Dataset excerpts
== Segment start ==

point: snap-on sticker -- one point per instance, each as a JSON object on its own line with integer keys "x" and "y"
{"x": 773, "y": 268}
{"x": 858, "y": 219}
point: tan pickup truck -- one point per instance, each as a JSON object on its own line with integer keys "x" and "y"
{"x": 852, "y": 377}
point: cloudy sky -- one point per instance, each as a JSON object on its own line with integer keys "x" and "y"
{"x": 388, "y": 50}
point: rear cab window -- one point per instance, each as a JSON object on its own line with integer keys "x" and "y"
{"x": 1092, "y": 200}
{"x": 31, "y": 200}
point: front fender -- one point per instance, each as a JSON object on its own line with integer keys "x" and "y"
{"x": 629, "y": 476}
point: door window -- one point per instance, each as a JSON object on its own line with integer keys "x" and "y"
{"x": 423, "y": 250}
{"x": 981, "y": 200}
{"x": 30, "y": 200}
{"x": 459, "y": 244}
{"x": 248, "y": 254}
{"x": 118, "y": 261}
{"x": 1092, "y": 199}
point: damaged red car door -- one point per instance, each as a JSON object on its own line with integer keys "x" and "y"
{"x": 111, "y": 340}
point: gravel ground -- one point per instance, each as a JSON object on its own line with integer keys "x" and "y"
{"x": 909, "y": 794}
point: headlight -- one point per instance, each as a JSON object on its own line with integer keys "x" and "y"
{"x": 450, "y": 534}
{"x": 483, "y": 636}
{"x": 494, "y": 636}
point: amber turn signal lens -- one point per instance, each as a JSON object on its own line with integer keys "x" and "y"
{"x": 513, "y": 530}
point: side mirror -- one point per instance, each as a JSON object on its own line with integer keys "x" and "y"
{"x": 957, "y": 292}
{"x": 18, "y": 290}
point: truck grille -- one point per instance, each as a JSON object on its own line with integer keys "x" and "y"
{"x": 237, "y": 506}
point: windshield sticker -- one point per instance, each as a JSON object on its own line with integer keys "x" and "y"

== Segment end ==

→ **Task to carry out**
An exact copy of every entry is the expected result.

→ **Result**
point: snap-on sticker -- one point per instance, each as a JSON object on its own line with integer keys "x" and "y"
{"x": 773, "y": 268}
{"x": 858, "y": 219}
point: tan pickup truck -- one point per instance, each as a JSON object on its own line with integer keys "x" and "y"
{"x": 852, "y": 377}
point: cloudy sky -- one point per instance, each as a JSON object on its own line with integer keys "x" and "y"
{"x": 388, "y": 50}
point: rear cab window -- one point per instance, each as a JSON object on its own line with integer keys "x" and "y"
{"x": 1092, "y": 200}
{"x": 31, "y": 200}
point: front fender -- one point per instance, each as a JSON object on its own line with integer keys "x" and "y"
{"x": 629, "y": 476}
point: door window -- one point per instance, each as a JSON object on its own line with integer keys "x" and "y"
{"x": 423, "y": 250}
{"x": 981, "y": 200}
{"x": 30, "y": 200}
{"x": 459, "y": 244}
{"x": 248, "y": 254}
{"x": 118, "y": 261}
{"x": 1092, "y": 199}
point: damaged red car door -- one point per instance, each as a JSON object on its own line with integer keys "x" and "y"
{"x": 111, "y": 340}
point: gravel ground -- one point per instance, each as a JSON object on its own line with integer keys "x" and "y"
{"x": 909, "y": 794}
point: headlight -- one point per instance, each as a JSON object on its own line with integer keys "x" and "y"
{"x": 450, "y": 534}
{"x": 483, "y": 636}
{"x": 494, "y": 636}
point: amber turn signal lens -- one point per instance, each as a JSON object on its own line with integer keys "x" and "y"
{"x": 513, "y": 530}
point: side mirror -- one point per instance, each as a JSON object on its own line with integer keys "x" and "y"
{"x": 957, "y": 292}
{"x": 18, "y": 290}
point: truck grille -- one point per instance, each as a JSON object on its own line with integer keys "x" and "y"
{"x": 237, "y": 506}
point: windshield sticker -- one point per instance, each as a JSON object on its own line with integer keys "x" and "y"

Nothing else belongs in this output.